Problem requirements =>
Print the line that contains "spot the man's hair." and every line after it through the last line of the records below, exactly as written and nothing else.

Material =>
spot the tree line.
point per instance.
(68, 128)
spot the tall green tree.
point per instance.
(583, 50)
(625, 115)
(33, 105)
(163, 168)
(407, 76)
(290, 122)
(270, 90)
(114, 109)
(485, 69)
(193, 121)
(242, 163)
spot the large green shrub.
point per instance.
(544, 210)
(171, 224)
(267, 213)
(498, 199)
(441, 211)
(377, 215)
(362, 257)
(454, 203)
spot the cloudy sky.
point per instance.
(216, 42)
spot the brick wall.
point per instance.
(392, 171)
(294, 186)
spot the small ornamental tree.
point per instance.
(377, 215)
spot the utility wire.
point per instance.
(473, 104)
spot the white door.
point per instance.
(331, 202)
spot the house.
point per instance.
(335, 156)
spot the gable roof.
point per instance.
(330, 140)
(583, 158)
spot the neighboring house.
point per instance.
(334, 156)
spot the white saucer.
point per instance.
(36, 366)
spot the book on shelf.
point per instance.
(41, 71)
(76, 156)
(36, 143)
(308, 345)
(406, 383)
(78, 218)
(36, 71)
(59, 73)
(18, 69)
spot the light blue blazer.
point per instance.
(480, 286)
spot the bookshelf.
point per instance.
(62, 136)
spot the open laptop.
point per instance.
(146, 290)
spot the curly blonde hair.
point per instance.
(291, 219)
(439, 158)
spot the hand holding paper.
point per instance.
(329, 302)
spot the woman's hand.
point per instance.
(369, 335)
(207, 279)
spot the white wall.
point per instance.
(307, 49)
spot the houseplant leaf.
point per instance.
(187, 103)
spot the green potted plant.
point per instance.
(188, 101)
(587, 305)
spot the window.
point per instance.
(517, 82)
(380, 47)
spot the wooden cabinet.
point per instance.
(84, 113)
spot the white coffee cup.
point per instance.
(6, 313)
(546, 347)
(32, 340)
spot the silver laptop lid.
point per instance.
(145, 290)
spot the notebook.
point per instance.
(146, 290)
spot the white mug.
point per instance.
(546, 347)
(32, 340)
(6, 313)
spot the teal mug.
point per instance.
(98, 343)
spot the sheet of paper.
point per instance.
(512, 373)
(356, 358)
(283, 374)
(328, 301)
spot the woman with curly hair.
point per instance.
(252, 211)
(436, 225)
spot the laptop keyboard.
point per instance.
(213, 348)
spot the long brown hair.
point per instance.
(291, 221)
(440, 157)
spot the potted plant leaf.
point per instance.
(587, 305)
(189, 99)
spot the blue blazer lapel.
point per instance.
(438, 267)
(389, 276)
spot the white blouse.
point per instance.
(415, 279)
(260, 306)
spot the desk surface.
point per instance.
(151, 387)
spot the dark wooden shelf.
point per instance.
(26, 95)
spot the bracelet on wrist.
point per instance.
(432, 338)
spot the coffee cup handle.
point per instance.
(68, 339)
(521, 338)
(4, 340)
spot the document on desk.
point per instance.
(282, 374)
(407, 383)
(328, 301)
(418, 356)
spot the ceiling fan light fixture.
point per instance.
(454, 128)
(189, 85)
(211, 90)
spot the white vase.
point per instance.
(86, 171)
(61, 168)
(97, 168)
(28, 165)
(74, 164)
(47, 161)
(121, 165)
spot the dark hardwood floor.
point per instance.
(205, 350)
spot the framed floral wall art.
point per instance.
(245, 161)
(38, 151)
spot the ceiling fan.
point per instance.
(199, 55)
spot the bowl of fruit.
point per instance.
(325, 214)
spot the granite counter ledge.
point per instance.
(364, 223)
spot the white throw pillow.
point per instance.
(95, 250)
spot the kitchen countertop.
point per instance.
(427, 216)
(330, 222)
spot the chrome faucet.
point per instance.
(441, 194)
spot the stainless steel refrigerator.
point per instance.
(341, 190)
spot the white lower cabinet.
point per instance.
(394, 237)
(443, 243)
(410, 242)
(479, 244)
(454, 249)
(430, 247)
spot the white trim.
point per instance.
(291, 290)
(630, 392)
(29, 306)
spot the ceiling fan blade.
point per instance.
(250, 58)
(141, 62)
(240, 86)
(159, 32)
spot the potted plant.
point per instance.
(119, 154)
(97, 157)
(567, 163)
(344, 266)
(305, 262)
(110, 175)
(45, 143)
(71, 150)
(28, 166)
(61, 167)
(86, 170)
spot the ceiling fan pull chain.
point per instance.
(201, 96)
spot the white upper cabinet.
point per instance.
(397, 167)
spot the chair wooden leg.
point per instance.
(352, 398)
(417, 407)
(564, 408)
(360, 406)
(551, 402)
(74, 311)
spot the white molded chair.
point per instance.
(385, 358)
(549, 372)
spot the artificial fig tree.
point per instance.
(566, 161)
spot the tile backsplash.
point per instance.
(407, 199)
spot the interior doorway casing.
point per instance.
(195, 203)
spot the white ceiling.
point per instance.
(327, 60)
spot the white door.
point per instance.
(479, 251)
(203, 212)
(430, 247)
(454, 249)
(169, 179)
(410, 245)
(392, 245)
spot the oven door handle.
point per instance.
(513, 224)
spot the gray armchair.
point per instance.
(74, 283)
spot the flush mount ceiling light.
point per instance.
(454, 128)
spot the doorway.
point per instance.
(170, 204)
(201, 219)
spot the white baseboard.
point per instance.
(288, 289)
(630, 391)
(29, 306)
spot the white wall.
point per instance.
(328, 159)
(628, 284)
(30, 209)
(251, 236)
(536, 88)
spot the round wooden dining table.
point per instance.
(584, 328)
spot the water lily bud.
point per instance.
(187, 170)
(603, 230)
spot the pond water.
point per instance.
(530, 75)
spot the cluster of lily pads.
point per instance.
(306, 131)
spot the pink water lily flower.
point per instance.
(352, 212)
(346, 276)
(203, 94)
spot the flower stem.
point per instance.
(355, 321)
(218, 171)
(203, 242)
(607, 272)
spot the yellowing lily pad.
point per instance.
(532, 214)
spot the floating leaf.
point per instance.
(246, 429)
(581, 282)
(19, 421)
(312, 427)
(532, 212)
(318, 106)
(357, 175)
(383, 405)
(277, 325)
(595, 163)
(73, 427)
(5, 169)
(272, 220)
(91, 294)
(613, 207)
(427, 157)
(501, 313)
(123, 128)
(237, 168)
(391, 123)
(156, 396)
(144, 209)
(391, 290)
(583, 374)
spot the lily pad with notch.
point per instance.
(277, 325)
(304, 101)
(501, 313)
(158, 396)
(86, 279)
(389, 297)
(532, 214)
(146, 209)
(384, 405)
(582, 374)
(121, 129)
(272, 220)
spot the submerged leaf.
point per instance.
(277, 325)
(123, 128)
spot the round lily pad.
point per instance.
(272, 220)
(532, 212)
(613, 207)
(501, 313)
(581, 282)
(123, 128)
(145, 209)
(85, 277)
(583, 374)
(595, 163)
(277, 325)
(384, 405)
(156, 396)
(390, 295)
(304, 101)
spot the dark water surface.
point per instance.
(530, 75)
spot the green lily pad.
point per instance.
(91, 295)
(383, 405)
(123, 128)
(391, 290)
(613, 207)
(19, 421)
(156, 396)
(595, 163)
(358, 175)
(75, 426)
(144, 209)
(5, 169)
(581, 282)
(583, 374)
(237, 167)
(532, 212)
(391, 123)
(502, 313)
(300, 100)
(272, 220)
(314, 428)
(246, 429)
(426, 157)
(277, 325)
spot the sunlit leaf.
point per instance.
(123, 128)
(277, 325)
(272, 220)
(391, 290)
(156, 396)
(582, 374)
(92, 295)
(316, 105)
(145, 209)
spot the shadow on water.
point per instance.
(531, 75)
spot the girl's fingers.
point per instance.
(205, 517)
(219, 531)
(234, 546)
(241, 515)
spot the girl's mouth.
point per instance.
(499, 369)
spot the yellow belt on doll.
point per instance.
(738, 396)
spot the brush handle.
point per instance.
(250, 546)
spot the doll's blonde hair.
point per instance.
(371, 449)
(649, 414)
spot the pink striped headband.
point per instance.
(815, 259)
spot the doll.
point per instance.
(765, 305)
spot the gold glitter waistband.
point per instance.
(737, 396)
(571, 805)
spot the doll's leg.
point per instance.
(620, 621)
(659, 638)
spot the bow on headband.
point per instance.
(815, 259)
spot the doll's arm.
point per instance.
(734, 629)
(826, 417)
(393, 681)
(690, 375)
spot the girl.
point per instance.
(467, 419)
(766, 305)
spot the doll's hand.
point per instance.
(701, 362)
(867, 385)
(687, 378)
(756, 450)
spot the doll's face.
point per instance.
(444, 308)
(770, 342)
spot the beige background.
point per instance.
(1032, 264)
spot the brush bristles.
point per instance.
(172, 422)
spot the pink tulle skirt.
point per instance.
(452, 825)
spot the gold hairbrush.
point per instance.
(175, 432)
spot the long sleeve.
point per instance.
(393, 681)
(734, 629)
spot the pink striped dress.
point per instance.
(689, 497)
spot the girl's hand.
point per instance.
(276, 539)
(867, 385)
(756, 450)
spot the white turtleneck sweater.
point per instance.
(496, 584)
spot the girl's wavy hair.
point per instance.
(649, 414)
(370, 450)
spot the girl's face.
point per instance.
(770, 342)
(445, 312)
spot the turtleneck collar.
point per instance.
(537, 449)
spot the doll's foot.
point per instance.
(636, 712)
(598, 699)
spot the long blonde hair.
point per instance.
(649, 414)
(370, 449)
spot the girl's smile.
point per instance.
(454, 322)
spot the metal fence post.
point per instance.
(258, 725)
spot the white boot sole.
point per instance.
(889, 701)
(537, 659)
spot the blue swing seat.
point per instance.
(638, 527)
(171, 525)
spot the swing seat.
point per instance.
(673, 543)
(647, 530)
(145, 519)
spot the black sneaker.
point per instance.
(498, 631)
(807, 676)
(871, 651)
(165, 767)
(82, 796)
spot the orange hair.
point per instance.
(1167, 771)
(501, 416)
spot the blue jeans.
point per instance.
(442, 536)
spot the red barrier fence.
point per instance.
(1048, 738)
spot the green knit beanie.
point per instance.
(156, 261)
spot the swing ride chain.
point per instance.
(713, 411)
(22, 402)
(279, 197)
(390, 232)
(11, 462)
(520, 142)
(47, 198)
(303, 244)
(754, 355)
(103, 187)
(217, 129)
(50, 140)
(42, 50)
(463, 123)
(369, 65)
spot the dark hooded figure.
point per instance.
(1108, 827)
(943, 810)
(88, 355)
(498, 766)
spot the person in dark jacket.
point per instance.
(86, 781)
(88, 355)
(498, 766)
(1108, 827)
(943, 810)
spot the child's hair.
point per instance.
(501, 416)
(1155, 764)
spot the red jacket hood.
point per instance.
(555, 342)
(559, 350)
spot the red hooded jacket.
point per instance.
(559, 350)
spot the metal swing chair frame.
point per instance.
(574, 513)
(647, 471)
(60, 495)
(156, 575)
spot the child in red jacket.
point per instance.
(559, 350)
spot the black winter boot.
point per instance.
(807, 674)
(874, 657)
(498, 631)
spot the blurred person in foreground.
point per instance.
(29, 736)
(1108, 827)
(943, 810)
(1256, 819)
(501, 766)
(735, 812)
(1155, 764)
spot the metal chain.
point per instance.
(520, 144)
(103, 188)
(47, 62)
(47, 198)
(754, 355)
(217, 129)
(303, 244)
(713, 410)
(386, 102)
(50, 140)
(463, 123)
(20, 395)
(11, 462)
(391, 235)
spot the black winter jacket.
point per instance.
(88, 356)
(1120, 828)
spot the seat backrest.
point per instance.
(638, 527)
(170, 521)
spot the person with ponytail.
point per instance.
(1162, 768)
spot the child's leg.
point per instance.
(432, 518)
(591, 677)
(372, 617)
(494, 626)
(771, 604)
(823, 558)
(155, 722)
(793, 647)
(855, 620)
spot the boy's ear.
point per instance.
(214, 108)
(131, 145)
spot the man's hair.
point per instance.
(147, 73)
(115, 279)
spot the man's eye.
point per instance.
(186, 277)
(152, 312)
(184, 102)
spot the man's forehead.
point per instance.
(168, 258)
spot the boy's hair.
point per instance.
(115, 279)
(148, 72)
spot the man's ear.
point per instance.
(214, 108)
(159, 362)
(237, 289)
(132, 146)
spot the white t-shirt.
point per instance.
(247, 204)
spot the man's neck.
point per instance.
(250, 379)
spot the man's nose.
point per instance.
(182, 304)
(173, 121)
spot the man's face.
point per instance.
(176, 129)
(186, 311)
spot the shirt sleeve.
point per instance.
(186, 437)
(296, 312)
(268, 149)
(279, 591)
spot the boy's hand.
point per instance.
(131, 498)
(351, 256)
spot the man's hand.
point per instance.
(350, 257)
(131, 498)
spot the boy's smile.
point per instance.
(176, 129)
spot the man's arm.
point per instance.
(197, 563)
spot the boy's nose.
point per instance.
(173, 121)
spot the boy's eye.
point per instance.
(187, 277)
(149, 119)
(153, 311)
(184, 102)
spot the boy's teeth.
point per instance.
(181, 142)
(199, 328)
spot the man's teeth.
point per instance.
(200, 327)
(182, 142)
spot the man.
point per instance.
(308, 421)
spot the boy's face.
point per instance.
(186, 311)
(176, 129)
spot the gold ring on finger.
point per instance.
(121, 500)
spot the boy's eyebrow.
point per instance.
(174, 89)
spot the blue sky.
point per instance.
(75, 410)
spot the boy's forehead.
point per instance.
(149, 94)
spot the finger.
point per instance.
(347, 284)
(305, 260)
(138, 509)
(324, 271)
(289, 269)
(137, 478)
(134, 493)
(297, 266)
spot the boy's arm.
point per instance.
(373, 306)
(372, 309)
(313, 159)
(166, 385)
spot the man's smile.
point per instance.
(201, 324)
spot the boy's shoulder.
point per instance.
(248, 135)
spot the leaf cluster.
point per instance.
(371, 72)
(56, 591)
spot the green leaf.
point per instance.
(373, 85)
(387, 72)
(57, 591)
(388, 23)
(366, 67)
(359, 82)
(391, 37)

Solution =>
spot the man's hair.
point per instance.
(147, 73)
(115, 279)
spot the man's eye.
point per instance.
(186, 277)
(152, 312)
(184, 102)
spot the man's forehead.
point per instance.
(168, 258)
spot the boy's hair.
point per instance.
(115, 279)
(148, 72)
spot the man's ear.
point per instance.
(214, 108)
(159, 362)
(237, 289)
(132, 146)
spot the white t-shirt.
point per instance.
(247, 204)
spot the man's neck.
point per instance.
(250, 379)
spot the man's nose.
point per instance.
(182, 304)
(173, 121)
spot the man's face.
point per instance.
(176, 129)
(186, 311)
spot the shirt sleeve.
point per instance.
(186, 437)
(296, 312)
(268, 149)
(279, 591)
spot the boy's hand.
point per instance.
(131, 498)
(351, 256)
spot the man's hand.
point per instance.
(350, 257)
(131, 498)
spot the boy's smile.
point per instance.
(176, 129)
spot the man's arm.
point per instance.
(197, 563)
spot the boy's nose.
point per instance.
(173, 121)
spot the boy's eye.
point per instance.
(187, 277)
(149, 119)
(153, 311)
(184, 102)
spot the boy's teeth.
point per instance.
(181, 142)
(199, 328)
spot the man's teeth.
point per instance.
(200, 327)
(182, 142)
spot the man.
point per instance.
(308, 421)
spot the boy's face.
point per instance.
(186, 311)
(176, 129)
spot the gold ring on finger.
point per instance.
(121, 500)
spot the boy's eyebrow.
point per instance.
(174, 89)
spot the blue sky.
point per instance.
(75, 410)
spot the boy's forehead.
point per instance.
(149, 94)
spot the finger.
point per instance.
(347, 284)
(305, 260)
(138, 509)
(324, 271)
(289, 269)
(137, 478)
(134, 493)
(297, 266)
spot the boy's arm.
point per instance.
(373, 306)
(372, 309)
(313, 159)
(166, 385)
spot the man's smile.
point per instance.
(201, 324)
spot the boy's shoulder.
point per instance.
(248, 135)
spot the leaf cluster.
point per instance.
(371, 72)
(56, 591)
spot the green leaf.
point per instance.
(373, 85)
(387, 72)
(57, 591)
(388, 23)
(366, 67)
(359, 82)
(391, 37)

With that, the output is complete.